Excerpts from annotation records

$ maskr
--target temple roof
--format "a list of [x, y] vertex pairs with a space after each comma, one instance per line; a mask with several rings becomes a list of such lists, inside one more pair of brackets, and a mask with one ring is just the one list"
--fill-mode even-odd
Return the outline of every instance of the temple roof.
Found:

Written instruction
Format every line of the records above as a JSON list of strings, with one string for each line and no blank lines.

Complete output
[
  "$ maskr",
  "--target temple roof",
  "--format \"a list of [x, y] vertex pairs with a space after each comma, one instance per line; a mask with several rings becomes a list of such lists, inside one more pair of brackets, and a mask with one ring is just the one list\"",
  "--fill-mode even-odd",
  "Return the outline of every instance of the temple roof.",
  "Found:"
]